→ Task item
Take the entries below and retype them exactly.

——————

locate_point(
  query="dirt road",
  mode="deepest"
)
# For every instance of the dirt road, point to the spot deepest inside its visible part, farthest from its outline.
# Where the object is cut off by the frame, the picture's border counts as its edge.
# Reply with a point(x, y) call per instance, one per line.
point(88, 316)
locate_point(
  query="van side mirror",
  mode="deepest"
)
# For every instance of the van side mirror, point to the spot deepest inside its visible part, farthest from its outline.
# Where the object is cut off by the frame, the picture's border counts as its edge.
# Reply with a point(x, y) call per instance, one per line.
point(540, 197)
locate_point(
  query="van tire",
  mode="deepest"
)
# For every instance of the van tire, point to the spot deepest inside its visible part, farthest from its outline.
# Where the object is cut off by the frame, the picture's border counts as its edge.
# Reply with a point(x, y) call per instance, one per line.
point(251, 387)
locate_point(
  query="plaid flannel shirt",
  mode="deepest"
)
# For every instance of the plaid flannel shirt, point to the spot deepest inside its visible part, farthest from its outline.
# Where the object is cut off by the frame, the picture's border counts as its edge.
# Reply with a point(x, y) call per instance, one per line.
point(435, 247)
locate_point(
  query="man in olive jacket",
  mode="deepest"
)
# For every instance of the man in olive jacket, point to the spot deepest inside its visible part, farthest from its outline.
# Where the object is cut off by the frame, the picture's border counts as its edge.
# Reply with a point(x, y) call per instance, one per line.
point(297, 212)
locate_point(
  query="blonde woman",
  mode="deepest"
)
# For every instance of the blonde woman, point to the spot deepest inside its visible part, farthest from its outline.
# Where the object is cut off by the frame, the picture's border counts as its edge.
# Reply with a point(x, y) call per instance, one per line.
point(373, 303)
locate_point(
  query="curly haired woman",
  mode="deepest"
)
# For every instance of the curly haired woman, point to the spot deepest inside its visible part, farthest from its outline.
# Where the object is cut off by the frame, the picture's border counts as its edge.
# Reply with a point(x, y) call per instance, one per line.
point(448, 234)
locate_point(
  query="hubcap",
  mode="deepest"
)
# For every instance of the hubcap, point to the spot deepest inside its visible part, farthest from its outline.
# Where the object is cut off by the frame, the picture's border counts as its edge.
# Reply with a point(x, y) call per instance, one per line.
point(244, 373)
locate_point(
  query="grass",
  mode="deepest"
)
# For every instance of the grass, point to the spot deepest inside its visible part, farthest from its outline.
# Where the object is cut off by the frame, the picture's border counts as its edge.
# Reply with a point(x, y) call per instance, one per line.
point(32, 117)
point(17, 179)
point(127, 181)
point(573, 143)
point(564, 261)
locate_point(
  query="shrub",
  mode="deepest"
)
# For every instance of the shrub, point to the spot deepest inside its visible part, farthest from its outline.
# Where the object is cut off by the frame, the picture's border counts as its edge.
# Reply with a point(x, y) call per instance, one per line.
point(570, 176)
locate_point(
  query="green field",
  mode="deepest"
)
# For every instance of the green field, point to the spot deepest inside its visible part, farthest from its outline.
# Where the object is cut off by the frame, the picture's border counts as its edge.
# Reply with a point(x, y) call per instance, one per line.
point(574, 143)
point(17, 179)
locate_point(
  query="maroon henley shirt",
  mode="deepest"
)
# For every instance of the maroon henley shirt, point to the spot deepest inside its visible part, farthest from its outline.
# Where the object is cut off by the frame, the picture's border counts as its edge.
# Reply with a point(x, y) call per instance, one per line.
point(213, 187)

——————

→ Your response
locate_point(
  query="dirt road",
  mode="deepest"
)
# For every instance of the dirt road, point to the spot deepest inside its visible part, farthest from its outline.
# Where the object is cut off by the frame, the picture's border counts as its edge.
# Reply with a point(x, y) call per instance, one per line.
point(88, 316)
locate_point(
  query="van side mirror",
  mode="deepest"
)
# For every instance of the van side mirror, point to the spot deepest inside its visible part, farthest from its outline.
# Where the object is cut off by the frame, the picture's border counts as its edge.
# Reply with a point(x, y) call per instance, one per line.
point(540, 197)
locate_point(
  query="van tire",
  mode="deepest"
)
# For every instance of the van tire, point to the spot deepest inside its visible part, farthest from its outline.
# Where the object is cut off by the frame, the picture's border counts as its edge.
# Reply with a point(x, y) call per instance, one per line.
point(251, 387)
locate_point(
  query="plaid flannel shirt",
  mode="deepest"
)
# For every instance of the plaid flannel shirt, point to the spot deepest inside its visible part, farthest from its outline.
# Where the object is cut off by the frame, the picture's border counts as its edge.
# Reply with a point(x, y) call per instance, one per line.
point(435, 247)
locate_point(
  query="man in olive jacket",
  mode="deepest"
)
# For every instance of the man in olive jacket, point to the spot deepest inside its visible part, farthest from its outline.
# Where the object is cut off by the frame, the picture's border counts as its edge.
# Reply with a point(x, y) call per instance, one per line.
point(297, 212)
locate_point(
  query="blonde woman",
  mode="deepest"
)
# For every instance of the blonde woman, point to the spot deepest inside its visible part, farthest from its outline.
# Where the object is cut off by the frame, the picture's border counts as its edge.
# Reply with a point(x, y) call per instance, one per line.
point(373, 303)
locate_point(
  query="curly haired woman",
  mode="deepest"
)
# For every instance of the curly haired woman, point to the spot deepest inside its visible part, farthest from its outline.
# Where the object is cut off by the frame, the picture's border counts as its edge.
# Reply with a point(x, y) call per instance, one per line.
point(448, 234)
locate_point(
  query="hubcap",
  mode="deepest"
)
# For every instance of the hubcap, point to the spot deepest inside its visible part, farthest from its outline.
# Where the object is cut off by the frame, the picture's border counts as its edge.
# Reply with a point(x, y) call per instance, one per line.
point(244, 373)
locate_point(
  query="grass",
  mode="deepest"
)
# For every instance of the grass, point to the spot deepest inside its visible part, farthest from its outline.
# Where the object is cut off by the frame, the picture's border counts as its edge.
# Reply with a point(x, y) call per instance, one per line.
point(32, 117)
point(17, 179)
point(127, 181)
point(573, 143)
point(564, 261)
locate_point(
  query="shrub",
  mode="deepest"
)
# For every instance of the shrub, point to the spot deepest inside its visible part, farthest from its outline.
# Where the object is cut off by the frame, the picture's border counts as its edge.
# Reply with a point(x, y) call per instance, one per line.
point(570, 176)
locate_point(
  query="green field",
  mode="deepest"
)
# For every instance of the green field, point to the spot deepest inside its visible part, farthest from its outline.
# Where the object is cut off by the frame, the picture's border counts as its edge.
# Reply with a point(x, y) call per instance, one per line.
point(574, 143)
point(17, 179)
locate_point(
  query="maroon henley shirt",
  mode="deepest"
)
# For every instance of the maroon henley shirt, point to the spot deepest inside its visible part, farthest from its outline.
# Where the object is cut off by the frame, the picture's border counts as its edge.
# Reply with a point(x, y) call per instance, one per line.
point(213, 187)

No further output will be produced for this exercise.